## AIM OF THE EXERCISE:
Copy every line from the records below that carries the word "tool".

(Dataset excerpts)
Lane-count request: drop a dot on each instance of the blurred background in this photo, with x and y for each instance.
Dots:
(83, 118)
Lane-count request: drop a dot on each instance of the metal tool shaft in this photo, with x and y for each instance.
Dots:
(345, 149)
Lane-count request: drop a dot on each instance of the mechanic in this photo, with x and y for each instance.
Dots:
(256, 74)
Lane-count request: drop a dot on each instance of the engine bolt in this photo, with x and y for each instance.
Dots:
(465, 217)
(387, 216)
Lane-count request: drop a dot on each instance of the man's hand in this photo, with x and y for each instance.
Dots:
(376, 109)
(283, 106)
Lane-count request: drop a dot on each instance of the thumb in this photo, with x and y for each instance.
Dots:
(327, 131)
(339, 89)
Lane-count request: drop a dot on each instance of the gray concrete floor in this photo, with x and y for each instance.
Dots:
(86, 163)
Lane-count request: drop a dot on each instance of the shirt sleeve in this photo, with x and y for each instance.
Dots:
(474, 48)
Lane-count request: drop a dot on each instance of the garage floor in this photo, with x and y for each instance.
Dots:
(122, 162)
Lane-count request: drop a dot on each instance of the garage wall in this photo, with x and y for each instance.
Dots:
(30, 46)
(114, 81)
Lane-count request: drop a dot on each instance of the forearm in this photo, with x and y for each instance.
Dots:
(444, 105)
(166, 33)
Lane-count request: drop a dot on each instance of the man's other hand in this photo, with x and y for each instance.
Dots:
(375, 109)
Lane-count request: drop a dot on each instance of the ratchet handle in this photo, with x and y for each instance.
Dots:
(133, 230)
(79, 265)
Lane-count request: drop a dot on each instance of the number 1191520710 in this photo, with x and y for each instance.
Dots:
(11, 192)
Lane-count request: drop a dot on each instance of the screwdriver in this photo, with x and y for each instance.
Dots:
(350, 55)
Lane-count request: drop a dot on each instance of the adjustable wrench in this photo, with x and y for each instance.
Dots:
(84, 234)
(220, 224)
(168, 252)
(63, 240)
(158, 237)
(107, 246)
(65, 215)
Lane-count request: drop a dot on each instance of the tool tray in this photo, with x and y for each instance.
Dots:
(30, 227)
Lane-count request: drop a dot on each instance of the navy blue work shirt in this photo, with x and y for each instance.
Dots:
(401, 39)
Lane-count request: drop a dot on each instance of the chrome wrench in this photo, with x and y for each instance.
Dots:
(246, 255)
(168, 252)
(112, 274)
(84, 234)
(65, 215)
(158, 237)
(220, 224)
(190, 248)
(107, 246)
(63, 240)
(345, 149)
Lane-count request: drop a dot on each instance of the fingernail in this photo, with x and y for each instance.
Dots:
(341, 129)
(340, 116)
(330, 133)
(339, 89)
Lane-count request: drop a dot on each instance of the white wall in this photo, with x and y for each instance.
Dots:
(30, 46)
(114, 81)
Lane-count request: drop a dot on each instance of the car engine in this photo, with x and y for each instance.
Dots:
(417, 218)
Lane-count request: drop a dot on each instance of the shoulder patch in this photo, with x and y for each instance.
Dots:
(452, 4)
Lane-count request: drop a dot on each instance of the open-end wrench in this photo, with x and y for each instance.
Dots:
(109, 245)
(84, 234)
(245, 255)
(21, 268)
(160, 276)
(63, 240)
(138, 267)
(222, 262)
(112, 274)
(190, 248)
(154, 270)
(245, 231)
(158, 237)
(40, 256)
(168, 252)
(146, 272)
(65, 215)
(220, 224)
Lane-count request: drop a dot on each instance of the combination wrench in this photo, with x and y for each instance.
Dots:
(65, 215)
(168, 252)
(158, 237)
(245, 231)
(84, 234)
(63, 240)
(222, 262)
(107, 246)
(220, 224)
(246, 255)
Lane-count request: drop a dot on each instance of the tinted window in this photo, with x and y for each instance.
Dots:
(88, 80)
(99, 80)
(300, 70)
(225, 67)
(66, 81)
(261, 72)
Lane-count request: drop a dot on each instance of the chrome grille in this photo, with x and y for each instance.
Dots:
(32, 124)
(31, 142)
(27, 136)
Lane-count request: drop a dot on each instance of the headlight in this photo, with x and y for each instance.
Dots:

## REPLY TO THE EXERCISE:
Lane-count request: drop a dot on each instance of the metal tool shaft in this photo, with x and y for each instance.
Lane-count request: drop a dot on each instance of the tool tray in this photo, with x and y for each instance.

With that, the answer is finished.